## What to work on
1. In the perturbation-theory derivation, what name is given to the quantity ΔE = E − W₀?
2. Swap "photo" for "image" in the records, starting at the line that contains "The function indicates a point for each instance of the dark" and going through the end of the records. Reproduce those lines with nothing else changed, and omit the pictures.

We assume here that we are only interested in the ground state of the system and expand the exact wave function in term of a series of Slater determinants
$$
\vert \Psi_0\rangle = \vert \Phi_0\rangle + \sum_{m=1}^{\infty}C_m\vert \Phi_m\rangle,
$$
where we have assumed that the true ground state is dominated by the
solution of the unperturbed problem, that is
$$
\hat{H}_0\vert \Phi_0\rangle= W_0\vert \Phi_0\rangle.
$$
The state \( \vert \Psi_0\rangle \) is not normalized, rather we have used an intermediate
normalization \( \langle \Phi_0 \vert \Psi_0\rangle=1 \) since we have \( \langle \Phi_0\vert \Phi_0\rangle=1 \).
$$
\hat{H}\vert \Psi_0\rangle = E\vert \Psi_0\rangle,
$$
and multiplying the latter from the left with \( \langle \Phi_0\vert \) gives
$$
\langle \Phi_0\vert \hat{H}\vert \Psi_0\rangle = E\langle \Phi_0\vert \Psi_0\rangle=E,
$$
and subtracting from this equation
$$
\langle \Psi_0\vert \hat{H}_0\vert \Phi_0\rangle= W_0\langle \Psi_0\vert \Phi_0\rangle=W_0,
$$
and using the fact that the both operators \( \hat{H} \) and \( \hat{H}_0 \) are hermitian
results in
$$
\Delta E=E-W_0=\langle \Phi_0\vert \hat{H}_I\vert \Psi_0\rangle,
$$
which is an exact result. We call this quantity the correlation energy.
Here we have assumed that our model space defined by the operator \( \hat{P} \) is one-dimensional, meaning that
$$
\hat{P}= \vert \Phi_0\rangle \langle \Phi_0\vert ,
$$
and
$$
\hat{Q}=\sum_{m=1}^{\infty}\vert \Phi_m\rangle \langle \Phi_m\vert .
$$
$$
\vert \Psi_0\rangle= (\hat{P}+\hat{Q})\vert \Psi_0\rangle=\vert \Phi_0\rangle+\hat{Q}\vert \Psi_0\rangle.
$$
Going back to the Schr\"odinger equation, we can rewrite it as, adding and a subtracting a term \( \omega \vert \Psi_0\rangle \) as
$$
\left(\omega-\hat{H}_0\right)\vert \Psi_0\rangle=\left(\omega-E+\hat{H}_I\right)\vert \Psi_0\rangle,
$$
where \( \omega \) is an energy variable to be specified later.
$$
\left(\omega-\hat{H}_0\right)^{-1}=\frac{1}{\left(\omega-\hat{H}_0\right)}.
$$
We can rewrite Schroedinger's equation as
$$
\vert \Psi_0\rangle=\frac{1}{\omega-\hat{H}_0}\left(\omega-E+\hat{H}_I\right)\vert \Psi_0\rangle,
$$
and multiplying from the left with \( \hat{Q} \) results in
$$
\hat{Q}\vert \Psi_0\rangle=\frac{\hat{Q}}{\omega-\hat{H}_0}\left(\omega-E+\hat{H}_I\right)\vert \Psi_0\rangle,
$$
which is possible since we have defined the operator \( \hat{Q} \) in terms of the eigenfunctions of \( \hat{H} \).

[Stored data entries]

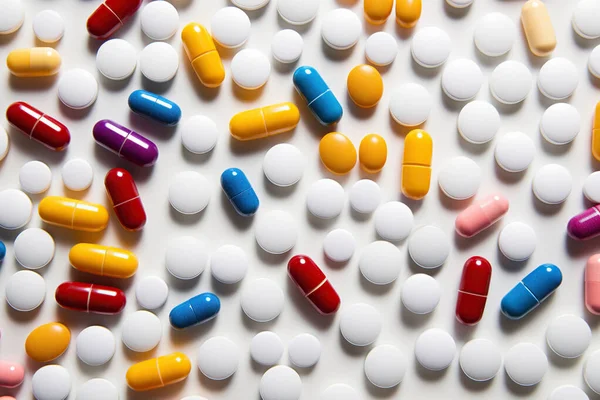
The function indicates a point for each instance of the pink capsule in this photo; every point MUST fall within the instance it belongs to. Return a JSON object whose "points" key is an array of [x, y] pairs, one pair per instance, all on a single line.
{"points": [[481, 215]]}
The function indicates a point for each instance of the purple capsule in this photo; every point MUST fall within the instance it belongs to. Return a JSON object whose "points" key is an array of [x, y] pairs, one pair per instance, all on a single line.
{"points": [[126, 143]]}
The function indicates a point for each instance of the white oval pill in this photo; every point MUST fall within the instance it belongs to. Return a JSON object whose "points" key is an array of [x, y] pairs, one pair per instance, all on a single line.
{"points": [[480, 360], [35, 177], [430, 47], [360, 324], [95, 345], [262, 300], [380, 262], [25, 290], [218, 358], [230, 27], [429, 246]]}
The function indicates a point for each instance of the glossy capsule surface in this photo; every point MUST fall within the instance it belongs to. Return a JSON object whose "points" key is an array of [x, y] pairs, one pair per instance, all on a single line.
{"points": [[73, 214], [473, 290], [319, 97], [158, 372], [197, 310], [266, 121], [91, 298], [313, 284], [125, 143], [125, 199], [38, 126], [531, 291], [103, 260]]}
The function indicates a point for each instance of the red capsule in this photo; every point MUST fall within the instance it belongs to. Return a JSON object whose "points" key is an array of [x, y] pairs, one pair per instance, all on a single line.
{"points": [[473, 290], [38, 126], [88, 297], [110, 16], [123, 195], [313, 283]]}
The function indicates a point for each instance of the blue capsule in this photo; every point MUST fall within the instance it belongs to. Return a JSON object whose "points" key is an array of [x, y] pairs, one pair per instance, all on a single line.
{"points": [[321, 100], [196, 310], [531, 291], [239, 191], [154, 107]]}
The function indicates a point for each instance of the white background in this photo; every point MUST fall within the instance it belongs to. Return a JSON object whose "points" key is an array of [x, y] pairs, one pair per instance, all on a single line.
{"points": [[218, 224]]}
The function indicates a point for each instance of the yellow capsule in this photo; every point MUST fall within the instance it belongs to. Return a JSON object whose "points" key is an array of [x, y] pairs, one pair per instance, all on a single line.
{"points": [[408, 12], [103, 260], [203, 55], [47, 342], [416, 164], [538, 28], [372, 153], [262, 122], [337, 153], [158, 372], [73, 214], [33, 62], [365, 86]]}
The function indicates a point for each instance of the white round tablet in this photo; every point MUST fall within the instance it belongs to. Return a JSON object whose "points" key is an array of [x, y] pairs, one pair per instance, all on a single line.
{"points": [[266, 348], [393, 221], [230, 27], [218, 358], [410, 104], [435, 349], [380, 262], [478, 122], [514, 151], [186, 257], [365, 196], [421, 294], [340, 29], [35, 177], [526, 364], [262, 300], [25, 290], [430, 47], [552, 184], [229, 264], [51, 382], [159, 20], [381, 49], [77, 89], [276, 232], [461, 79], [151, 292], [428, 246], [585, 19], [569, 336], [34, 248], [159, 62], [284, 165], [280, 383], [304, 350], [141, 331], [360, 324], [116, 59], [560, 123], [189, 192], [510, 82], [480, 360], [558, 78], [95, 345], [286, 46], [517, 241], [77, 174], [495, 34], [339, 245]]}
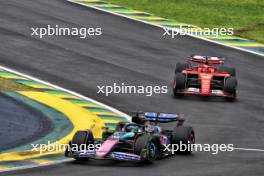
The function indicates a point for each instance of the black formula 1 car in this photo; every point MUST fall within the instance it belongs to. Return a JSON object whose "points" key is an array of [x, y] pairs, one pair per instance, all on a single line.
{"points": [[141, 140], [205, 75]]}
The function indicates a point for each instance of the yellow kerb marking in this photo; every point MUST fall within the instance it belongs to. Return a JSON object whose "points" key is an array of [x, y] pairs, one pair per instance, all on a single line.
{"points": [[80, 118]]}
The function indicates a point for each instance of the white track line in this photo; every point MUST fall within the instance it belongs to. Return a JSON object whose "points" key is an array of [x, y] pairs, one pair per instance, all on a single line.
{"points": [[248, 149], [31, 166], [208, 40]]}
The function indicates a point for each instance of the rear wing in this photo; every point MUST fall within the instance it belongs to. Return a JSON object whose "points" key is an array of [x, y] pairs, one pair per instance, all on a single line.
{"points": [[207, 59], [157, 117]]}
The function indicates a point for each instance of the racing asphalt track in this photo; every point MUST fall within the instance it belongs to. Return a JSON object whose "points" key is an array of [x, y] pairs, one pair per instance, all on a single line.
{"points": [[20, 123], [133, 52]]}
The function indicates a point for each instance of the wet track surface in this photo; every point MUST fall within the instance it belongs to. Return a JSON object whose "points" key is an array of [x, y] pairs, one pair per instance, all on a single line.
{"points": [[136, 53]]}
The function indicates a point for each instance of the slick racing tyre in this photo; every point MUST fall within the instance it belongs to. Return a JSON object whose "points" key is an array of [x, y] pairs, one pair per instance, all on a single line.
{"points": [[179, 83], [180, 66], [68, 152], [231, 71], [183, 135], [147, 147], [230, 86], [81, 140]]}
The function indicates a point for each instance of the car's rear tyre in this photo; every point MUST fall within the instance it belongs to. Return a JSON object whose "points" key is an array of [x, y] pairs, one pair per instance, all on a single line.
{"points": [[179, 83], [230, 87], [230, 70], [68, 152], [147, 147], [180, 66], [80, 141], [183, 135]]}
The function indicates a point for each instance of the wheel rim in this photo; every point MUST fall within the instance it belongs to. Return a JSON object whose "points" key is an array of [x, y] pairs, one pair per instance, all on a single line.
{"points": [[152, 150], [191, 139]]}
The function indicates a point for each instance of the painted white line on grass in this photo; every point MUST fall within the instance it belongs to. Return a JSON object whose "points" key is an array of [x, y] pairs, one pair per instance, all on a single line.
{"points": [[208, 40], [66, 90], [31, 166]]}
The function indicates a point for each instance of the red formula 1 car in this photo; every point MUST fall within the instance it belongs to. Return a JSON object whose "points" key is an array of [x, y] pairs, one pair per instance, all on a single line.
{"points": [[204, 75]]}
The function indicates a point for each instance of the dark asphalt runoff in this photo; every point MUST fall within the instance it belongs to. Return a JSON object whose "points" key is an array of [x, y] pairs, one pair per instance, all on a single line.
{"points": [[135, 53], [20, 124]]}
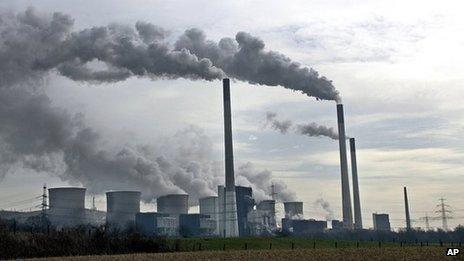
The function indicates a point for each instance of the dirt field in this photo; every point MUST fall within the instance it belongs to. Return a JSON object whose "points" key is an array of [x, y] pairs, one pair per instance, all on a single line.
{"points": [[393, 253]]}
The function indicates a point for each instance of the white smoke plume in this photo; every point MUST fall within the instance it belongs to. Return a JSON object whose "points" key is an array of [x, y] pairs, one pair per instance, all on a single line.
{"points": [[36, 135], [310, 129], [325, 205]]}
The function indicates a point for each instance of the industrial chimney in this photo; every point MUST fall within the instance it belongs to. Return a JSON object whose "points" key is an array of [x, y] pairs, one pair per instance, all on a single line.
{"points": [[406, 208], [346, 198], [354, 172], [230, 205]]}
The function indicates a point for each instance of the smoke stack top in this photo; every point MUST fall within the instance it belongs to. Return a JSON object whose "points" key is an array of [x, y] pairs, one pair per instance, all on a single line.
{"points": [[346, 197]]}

## Problem solutions
1. It is called the correlation energy.

2.
The function indicates a point for each instance of the dark asphalt runoff in this image; every point MUST fall within the instance it belongs to. Return a JSON object whose "points" key is an array of [x, y] pairs, one pair per instance, all on a single line.
{"points": [[135, 53], [20, 124]]}
The function indicates a point for each instance of the dirt field in this image; every point MUST fall within the instance it belongs to. Return a JSON object whose "points" key is an array of [x, y] pairs, one pair per instance, all on a single line.
{"points": [[393, 253]]}
The function indicates a point for each instance of the white smoke plume in this image; every point MUST fall within the instance it belongs to. Return a JSON object whose "points" key is an array of [x, y] pairs, one pair per instance, all on a single line.
{"points": [[36, 135], [310, 129], [325, 205]]}
The function indicates a point for each instance of the industrial chimney in this image; every point MUST fall within the instance it belongs to. Return a JSON object whose "points" key is an array of [x, y] pairs, one pair per instance, all on a single line.
{"points": [[406, 208], [346, 198], [354, 172], [230, 205]]}
The function indicates a point for each instance of the smoke stack top in this image; every point MUST fall within the instance it belongs to. Return a JSON object whose "points" key is an array of [x, y] pairs, one pair per instance, all on a single line.
{"points": [[346, 197]]}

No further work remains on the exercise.